_Exercice proposé A:_ Relevez chaque ligne des lignes de données qui contient la chaîne « tray », en respectant la casse.

_Extrait source:_
═══

Ce que la loi El Khomri doit à l'Union européenne



« La loi El Khomri c’est la faute à l’Europe », affirme sur son blog Jean-Luc MélenchonC'était sans doute une raison suffisante pour choisir de la faire adopter par 49.3. Quand ça vient de l'Europe c'est très sérieux, ça ne se discute pas. Et comme «l'Europe c'est la Paix », ça n'attend pas.

Pour autant, Mélenchon n'exagérait-il pas en écrivant cela ? De son côté, l'économiste Frédéric Farah ne caricaturait-il pas en expliquant à son tour: « comprenons-bien que la loi El Khomri a l'euro pour père, et pour mère la stratégie de Lisbonne de mars 2000 » ? Ne cédait-il pas à la facilité de « faire de l'Europe un bouc émissaire », selon l'expression consacrée ?

Hélas, ni l'un ni l'autre n'affabulait ni bouc-émissairisait. Cette « Loi travail », nous la devons effectivement, pour une bonne part, à notre appartenance communautaire. Pour s'en apercevoir, encore faut-il quitter un instant le terrain des grands principes sur lesquels s’affrontent généralement « européistes » et « eurosceptiques ». Il faut ajuster son masque, chausser ses palmes et consentir à plonger dans les eaux froides de la technique. On découvre alors le pot-aux-roses : l'Europe, c'est l'apnée.


Ce que la loi El Khomri doit aux traités


Il ne faut pas craindre de l'affirmer (d'autant moins qu'on ne risque guère d'être compris) : la « Loi travail » nous vient des GOPE. Oui, des GOPE.

Les GOPE, ce sont les « Grandes Orientations de Politique Économique ». Plus précisément, ce sont des documents préparés par la direction générale des affaires économiques de la Commission européenne. Conformément à l'article 121 du Traité sur le Fonctionnement de l'Union européenne (TFUE), ces documents sont ensuite transmis au conseil Ecofin (c'est à dire à la réunion des ministres européens de l'économie et des finances), puis au Conseil européen (les chef d’État et de gouvernement). Après validation, les GOPE deviennent des recommandations du Conseil aux pays de l'Union et font l'objet d'un suivi. Toujours selon l'article 121, «  le Conseil, sur la base de rapports présentés par la Commission, surveille l'évolution économique dans chacun des États membres ». Cette « surveillance multilatérale » est rendue possible grâce aux informations généreusement fournies par les États à la Commission. Bref, un joli petit traité de servitude volontaire que le Traité sur le Fonctionnement de l'UE.

═══

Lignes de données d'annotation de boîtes
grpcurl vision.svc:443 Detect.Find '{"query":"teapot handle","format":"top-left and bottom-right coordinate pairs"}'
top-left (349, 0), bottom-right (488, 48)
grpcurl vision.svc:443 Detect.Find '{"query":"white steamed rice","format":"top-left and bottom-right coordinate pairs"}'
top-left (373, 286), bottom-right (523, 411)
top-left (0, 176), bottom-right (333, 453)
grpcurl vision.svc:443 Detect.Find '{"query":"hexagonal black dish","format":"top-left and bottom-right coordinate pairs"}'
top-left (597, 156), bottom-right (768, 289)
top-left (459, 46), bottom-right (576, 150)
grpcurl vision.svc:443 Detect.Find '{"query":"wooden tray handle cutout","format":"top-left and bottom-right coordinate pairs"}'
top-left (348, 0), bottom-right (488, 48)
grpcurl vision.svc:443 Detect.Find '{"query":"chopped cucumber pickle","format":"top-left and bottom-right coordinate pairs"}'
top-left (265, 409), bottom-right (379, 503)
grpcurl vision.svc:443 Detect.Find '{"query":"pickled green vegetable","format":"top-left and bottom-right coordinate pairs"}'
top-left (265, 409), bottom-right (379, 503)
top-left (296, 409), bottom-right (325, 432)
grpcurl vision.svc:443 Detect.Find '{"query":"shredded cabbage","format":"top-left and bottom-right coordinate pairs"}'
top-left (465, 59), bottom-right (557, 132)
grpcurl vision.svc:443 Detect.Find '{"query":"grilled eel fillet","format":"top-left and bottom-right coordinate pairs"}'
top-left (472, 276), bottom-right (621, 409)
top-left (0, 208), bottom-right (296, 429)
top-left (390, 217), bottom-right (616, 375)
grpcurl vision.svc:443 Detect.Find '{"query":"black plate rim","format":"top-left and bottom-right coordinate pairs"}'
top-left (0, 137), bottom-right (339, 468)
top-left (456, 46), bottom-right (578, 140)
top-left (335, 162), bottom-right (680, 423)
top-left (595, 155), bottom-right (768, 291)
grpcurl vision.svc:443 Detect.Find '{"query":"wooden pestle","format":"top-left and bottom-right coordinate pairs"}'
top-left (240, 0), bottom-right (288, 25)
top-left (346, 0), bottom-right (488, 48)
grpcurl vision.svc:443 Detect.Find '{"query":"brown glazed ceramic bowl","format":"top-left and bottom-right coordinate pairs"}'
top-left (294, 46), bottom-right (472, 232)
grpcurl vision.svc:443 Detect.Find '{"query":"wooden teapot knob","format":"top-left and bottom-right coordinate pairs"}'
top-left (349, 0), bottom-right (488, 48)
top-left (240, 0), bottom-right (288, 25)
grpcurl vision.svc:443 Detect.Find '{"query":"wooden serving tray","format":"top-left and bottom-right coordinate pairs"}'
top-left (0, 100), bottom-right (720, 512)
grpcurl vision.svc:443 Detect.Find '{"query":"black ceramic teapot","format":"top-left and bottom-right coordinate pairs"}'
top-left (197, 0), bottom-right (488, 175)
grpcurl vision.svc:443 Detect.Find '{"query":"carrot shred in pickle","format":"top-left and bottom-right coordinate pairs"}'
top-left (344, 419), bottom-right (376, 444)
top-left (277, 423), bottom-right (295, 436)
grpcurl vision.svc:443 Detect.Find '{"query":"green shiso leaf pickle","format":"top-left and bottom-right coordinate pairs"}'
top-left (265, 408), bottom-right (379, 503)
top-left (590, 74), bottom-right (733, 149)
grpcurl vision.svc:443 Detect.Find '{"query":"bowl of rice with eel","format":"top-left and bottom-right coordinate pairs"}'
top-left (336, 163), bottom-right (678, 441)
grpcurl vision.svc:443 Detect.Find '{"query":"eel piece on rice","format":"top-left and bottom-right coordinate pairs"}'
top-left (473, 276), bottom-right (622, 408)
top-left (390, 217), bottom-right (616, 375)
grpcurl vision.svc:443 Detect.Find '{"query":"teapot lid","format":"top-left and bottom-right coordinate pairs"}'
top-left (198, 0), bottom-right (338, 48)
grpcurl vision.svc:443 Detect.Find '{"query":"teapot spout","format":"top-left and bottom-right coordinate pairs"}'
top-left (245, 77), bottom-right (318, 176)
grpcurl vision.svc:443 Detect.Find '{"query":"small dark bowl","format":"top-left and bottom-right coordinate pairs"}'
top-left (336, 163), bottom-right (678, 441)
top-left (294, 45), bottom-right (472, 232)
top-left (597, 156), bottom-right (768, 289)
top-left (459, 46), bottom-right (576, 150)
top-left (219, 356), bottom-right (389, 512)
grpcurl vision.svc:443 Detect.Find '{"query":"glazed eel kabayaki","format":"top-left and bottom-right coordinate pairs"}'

═══

_Exercice proposé B:_ Dans l'extrait sur la loi El Khomri, que signifie le sigle GOPE ?

_Réponse à l'exercice A:_
grpcurl vision.svc:443 Detect.Find '{"query":"wooden tray handle cutout","format":"top-left and bottom-right coordinate pairs"}'
grpcurl vision.svc:443 Detect.Find '{"query":"wooden serving tray","format":"top-left and bottom-right coordinate pairs"}'

_Réponse à l'exercice B:_ Grandes Orientations de Politique Économique.